Boundary labeling items »
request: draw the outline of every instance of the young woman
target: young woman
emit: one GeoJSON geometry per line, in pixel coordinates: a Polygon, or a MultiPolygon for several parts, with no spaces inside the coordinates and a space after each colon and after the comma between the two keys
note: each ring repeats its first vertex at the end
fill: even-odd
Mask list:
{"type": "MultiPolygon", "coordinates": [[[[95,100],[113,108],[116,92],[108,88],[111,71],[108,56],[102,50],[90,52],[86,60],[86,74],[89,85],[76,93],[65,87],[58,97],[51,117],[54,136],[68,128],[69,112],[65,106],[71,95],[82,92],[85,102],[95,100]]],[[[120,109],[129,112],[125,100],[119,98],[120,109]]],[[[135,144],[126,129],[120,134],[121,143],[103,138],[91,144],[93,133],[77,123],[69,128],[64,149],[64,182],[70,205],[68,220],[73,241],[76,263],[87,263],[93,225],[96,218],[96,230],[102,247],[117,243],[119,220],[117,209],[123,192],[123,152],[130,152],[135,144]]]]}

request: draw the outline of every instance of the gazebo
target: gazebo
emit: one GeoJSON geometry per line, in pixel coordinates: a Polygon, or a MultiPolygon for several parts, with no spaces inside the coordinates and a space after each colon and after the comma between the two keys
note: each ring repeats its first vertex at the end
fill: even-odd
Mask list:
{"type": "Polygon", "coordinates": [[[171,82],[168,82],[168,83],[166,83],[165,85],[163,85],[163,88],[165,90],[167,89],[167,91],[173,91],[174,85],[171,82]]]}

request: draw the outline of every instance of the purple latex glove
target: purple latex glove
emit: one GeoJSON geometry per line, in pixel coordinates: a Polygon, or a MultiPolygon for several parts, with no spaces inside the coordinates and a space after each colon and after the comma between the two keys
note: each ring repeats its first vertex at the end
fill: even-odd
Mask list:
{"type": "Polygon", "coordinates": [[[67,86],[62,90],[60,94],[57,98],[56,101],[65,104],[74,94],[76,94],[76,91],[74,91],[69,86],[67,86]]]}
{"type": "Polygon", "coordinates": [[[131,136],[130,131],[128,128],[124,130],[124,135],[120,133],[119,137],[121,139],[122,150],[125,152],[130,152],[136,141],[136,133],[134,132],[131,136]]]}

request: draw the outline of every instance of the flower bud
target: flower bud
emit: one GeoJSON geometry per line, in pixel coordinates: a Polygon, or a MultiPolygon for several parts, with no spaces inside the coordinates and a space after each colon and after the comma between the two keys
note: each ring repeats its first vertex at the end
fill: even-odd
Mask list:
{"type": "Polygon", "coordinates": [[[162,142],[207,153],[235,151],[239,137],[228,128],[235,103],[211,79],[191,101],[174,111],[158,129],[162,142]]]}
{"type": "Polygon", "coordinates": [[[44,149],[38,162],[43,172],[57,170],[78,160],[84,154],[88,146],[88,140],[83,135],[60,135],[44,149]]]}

Task details »
Take every line from the one containing "request: draw the outline of every instance of the gazebo" to the end of the listing and output it exactly, with nothing else.

Expected output »
request: draw the outline of every instance of the gazebo
target: gazebo
emit: one GeoJSON geometry per line, in pixel coordinates: a Polygon, or a MultiPolygon for several parts, with no spaces inside the coordinates and a space after each colon and after the comma between the two keys
note: each ring repeats its first vertex at the end
fill: even-odd
Mask list:
{"type": "Polygon", "coordinates": [[[171,82],[168,82],[168,83],[166,83],[165,85],[163,85],[163,88],[165,90],[167,89],[167,91],[173,91],[174,85],[171,82]]]}

request: draw the outline of every instance of the purple latex glove
target: purple latex glove
emit: one GeoJSON geometry per line, in pixel coordinates: a Polygon, or a MultiPolygon for several parts, with no spaces inside the coordinates and a space after each colon and after the comma between the two keys
note: each ring repeats its first vertex at the end
fill: even-odd
Mask list:
{"type": "Polygon", "coordinates": [[[67,86],[62,90],[60,94],[57,98],[56,101],[65,104],[74,94],[76,94],[76,91],[74,91],[69,86],[67,86]]]}
{"type": "Polygon", "coordinates": [[[131,136],[130,131],[128,128],[124,130],[124,135],[120,133],[119,137],[121,139],[122,150],[125,152],[130,152],[136,141],[136,133],[134,132],[131,136]]]}

request: draw the outline of every instance of the flower bud
target: flower bud
emit: one GeoJSON geometry per line, in pixel coordinates: a Polygon, or a MultiPolygon for several parts, with no spaces inside the coordinates and a space after each colon and after the comma between the two keys
note: each ring repeats its first vertex at the end
fill: even-odd
Mask list:
{"type": "Polygon", "coordinates": [[[162,142],[207,153],[235,151],[239,137],[228,128],[235,103],[211,79],[191,101],[174,111],[158,129],[162,142]]]}
{"type": "Polygon", "coordinates": [[[44,149],[38,162],[43,172],[57,170],[78,160],[84,154],[88,146],[88,140],[83,135],[60,135],[44,149]]]}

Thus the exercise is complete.